▸ **WHAT YOU NEED TO DO**
Wherever "mask" appears in the records below, copy the line that holds it.

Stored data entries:
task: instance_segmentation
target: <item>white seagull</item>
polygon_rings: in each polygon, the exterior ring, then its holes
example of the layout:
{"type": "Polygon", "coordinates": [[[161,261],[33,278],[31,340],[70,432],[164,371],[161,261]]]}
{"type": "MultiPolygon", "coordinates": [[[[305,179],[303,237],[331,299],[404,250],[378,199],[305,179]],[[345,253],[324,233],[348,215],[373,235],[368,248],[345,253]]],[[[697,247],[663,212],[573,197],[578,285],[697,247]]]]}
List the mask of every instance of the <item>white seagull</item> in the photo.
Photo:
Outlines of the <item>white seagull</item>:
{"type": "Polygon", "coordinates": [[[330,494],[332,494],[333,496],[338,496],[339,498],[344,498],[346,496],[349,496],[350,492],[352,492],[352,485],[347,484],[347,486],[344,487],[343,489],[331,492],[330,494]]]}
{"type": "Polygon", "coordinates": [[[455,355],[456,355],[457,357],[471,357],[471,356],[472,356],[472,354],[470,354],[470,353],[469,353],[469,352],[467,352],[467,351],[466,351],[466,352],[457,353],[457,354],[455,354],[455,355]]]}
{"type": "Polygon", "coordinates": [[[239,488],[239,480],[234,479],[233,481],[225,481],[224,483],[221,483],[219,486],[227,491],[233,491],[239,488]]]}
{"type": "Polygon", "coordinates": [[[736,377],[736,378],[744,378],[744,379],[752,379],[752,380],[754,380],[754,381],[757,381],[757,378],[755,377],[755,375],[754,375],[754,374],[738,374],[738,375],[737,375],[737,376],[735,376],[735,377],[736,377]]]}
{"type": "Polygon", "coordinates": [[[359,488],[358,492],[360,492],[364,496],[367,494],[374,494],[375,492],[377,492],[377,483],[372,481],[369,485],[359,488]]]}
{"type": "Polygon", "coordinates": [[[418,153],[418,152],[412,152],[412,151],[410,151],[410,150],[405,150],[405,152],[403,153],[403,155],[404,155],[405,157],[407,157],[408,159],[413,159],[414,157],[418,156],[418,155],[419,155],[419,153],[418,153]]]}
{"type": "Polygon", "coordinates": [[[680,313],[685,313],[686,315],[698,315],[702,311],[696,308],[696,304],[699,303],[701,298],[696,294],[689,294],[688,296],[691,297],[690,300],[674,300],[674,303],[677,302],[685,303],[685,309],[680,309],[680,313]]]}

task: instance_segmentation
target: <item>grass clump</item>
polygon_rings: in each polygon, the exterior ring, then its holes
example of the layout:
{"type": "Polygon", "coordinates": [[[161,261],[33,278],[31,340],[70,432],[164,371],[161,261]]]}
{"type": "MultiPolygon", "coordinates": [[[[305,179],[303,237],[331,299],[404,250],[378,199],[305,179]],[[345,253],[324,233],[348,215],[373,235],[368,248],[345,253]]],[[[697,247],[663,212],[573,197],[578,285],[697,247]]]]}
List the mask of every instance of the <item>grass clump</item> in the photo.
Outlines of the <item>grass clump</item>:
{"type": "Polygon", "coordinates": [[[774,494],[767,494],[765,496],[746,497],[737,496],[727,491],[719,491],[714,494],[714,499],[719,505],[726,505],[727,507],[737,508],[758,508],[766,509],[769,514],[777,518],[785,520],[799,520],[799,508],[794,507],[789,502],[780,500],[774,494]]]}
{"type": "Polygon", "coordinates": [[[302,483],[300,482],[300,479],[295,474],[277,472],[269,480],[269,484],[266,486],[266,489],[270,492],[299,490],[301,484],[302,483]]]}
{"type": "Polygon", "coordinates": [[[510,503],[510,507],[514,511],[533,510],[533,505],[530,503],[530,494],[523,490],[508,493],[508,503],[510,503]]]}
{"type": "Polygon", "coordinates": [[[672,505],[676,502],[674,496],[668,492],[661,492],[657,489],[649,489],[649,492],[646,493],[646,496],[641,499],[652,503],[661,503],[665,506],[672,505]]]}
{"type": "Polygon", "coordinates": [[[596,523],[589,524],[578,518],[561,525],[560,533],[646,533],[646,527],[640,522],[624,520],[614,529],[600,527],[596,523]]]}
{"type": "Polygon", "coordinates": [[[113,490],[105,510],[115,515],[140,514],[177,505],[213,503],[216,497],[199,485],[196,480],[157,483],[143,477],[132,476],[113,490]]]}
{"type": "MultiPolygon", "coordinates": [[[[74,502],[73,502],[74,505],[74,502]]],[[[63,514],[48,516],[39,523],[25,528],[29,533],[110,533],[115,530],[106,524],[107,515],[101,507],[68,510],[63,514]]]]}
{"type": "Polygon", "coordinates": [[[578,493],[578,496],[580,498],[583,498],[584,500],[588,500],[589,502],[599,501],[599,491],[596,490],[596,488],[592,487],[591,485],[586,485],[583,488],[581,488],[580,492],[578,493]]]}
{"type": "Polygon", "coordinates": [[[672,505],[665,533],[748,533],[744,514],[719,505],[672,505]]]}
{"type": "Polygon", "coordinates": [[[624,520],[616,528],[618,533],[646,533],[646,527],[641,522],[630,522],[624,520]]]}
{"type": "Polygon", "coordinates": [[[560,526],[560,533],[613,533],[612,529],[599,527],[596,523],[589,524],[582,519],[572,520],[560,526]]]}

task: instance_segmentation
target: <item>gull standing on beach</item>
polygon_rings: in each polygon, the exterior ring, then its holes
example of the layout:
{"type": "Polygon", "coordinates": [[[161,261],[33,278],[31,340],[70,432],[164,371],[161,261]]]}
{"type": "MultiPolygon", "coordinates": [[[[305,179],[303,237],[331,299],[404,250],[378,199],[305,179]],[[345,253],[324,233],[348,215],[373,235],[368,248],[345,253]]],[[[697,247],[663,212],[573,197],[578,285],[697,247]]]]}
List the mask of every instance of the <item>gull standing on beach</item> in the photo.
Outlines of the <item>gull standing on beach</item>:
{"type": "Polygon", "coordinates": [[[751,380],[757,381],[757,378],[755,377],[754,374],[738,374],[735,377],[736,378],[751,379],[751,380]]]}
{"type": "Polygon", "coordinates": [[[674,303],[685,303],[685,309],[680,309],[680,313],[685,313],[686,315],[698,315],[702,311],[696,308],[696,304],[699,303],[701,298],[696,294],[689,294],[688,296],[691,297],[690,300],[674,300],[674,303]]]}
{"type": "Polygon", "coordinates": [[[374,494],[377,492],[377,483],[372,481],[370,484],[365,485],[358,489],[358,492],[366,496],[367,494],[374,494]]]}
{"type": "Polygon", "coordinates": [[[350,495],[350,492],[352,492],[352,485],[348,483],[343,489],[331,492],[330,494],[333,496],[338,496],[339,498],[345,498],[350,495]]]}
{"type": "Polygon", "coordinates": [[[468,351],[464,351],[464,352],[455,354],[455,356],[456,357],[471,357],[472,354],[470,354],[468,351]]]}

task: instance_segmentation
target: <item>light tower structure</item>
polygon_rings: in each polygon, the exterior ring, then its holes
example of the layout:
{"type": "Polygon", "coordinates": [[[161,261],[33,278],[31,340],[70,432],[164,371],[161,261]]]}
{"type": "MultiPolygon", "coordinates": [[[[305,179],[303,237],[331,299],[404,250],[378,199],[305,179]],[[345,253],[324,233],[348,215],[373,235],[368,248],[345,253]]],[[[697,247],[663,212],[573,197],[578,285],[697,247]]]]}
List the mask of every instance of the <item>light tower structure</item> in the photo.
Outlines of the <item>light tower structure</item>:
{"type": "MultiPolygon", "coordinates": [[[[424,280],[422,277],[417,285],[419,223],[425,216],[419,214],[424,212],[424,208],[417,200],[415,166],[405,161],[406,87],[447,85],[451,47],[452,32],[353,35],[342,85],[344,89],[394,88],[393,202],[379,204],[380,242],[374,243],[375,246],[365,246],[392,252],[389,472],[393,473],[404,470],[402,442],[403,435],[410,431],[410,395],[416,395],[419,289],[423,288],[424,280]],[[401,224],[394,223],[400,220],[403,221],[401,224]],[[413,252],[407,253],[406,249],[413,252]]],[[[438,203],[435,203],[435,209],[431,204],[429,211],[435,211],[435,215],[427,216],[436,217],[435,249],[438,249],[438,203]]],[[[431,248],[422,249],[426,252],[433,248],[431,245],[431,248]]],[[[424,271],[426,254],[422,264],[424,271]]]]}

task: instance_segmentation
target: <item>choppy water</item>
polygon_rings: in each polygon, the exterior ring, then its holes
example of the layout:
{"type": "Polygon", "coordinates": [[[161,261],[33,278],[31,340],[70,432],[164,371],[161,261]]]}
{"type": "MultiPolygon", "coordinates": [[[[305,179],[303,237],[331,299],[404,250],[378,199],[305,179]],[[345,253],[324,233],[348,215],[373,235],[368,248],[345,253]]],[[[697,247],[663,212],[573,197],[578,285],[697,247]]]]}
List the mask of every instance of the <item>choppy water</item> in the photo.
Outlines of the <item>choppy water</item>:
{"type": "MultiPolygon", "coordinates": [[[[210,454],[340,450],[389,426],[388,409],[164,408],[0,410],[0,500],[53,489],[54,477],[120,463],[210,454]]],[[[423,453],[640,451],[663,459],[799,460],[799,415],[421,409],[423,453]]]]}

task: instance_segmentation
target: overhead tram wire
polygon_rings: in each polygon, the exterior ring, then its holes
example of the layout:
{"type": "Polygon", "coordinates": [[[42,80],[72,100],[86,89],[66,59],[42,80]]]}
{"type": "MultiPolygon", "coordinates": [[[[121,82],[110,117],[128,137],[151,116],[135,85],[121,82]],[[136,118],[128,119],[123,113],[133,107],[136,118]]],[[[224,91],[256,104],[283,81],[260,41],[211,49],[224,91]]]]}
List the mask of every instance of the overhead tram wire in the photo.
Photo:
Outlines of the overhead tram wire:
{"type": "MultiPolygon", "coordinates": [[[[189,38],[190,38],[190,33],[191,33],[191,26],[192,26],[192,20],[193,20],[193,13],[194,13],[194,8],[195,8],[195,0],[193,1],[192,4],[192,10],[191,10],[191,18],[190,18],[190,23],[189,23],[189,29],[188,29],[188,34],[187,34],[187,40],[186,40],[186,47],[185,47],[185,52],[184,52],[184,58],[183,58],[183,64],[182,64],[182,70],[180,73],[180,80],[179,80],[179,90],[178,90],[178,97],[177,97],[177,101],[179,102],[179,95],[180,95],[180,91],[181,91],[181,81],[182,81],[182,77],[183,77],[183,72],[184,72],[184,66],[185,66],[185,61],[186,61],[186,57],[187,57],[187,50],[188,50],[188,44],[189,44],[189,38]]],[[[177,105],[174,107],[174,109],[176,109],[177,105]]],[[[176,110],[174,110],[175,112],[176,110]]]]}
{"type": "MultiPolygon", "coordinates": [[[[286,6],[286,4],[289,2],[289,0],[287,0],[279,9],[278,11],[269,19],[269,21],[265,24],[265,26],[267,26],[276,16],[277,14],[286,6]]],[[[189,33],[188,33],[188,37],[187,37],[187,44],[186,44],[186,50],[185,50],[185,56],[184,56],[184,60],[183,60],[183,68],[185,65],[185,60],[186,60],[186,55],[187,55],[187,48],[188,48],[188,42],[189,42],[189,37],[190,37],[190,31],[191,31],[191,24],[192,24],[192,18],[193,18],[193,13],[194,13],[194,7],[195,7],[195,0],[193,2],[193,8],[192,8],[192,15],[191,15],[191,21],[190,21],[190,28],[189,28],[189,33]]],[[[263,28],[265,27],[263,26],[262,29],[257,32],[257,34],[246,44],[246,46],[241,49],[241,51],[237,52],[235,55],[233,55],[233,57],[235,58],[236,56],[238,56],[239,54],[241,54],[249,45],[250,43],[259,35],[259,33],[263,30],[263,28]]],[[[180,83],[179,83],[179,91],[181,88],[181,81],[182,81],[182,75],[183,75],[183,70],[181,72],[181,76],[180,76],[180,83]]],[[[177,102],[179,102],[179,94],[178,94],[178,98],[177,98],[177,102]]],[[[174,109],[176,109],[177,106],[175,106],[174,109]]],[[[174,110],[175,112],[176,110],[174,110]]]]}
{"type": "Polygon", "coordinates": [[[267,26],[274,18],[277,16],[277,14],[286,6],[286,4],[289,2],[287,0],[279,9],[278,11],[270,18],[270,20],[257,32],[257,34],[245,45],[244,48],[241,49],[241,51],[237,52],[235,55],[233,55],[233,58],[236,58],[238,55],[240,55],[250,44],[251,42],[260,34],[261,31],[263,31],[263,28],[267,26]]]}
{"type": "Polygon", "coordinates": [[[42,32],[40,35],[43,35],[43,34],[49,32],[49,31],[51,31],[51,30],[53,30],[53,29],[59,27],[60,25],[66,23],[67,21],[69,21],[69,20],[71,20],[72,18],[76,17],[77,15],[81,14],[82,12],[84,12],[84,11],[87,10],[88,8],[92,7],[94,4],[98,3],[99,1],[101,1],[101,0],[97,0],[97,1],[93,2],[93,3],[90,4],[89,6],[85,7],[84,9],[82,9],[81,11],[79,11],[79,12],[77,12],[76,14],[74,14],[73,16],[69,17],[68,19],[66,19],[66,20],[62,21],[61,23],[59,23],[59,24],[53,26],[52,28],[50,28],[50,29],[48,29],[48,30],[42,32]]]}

▸ **RESPONSE AREA**
List the mask of every instance of the <item>white seagull</item> in the photo.
List the mask of every instance of the <item>grass clump</item> in the photo.
List the mask of every instance of the <item>gull standing on beach</item> in the photo.
List the mask of every instance of the <item>light tower structure</item> in the photo.
List the mask of every instance of the <item>choppy water</item> in the photo.
List the mask of every instance of the overhead tram wire in the photo.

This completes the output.